A coalition of 48 attorneys general entered into a $188 million settlement with Boston Scientific Corporation, resolving allegations that the company deceptively marketed its transvaginal surgical mesh products.  The settlement is a result of multistate investigation which found that Boston Scientific violated state consumer protection laws by misrepresenting the safety and effectiveness of the devices and by failing to sufficiently disclose risks associated with their use. 

In the complaint filed by the New York Attorney General, for example, the NYAG alleged that Boston Scientific "misrepresented and failed to disclose the full range of risks and complications associated with the devices, including misrepresenting the risks of Surgical Mesh as compared with the risks of other surgeries or surgically implantable materials" and "continually failed to disclose risks and complications it knew to be inherent in the devices and/or misrepresented those inherent risks and complications as caused by physician error, surgical technique, or perioperative risks."

→ DATASET EXCERPT:

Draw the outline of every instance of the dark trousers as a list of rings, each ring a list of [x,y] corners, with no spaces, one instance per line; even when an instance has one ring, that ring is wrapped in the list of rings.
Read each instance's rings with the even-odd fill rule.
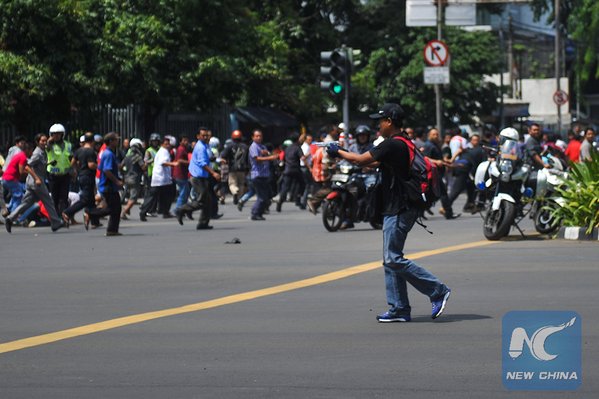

→ WHAT YOU WILL DO:
Copy word for word the part of the Boston Scientific settlement text that opens with the words containing "A coalition of" and closes with "with their use.".

→ TASK RESPONSE:
A coalition of 48 attorneys general entered into a $188 million settlement with Boston Scientific Corporation, resolving allegations that the company deceptively marketed its transvaginal surgical mesh products.  The settlement is a result of multistate investigation which found that Boston Scientific violated state consumer protection laws by misrepresenting the safety and effectiveness of the devices and by failing to sufficiently disclose risks associated with their use.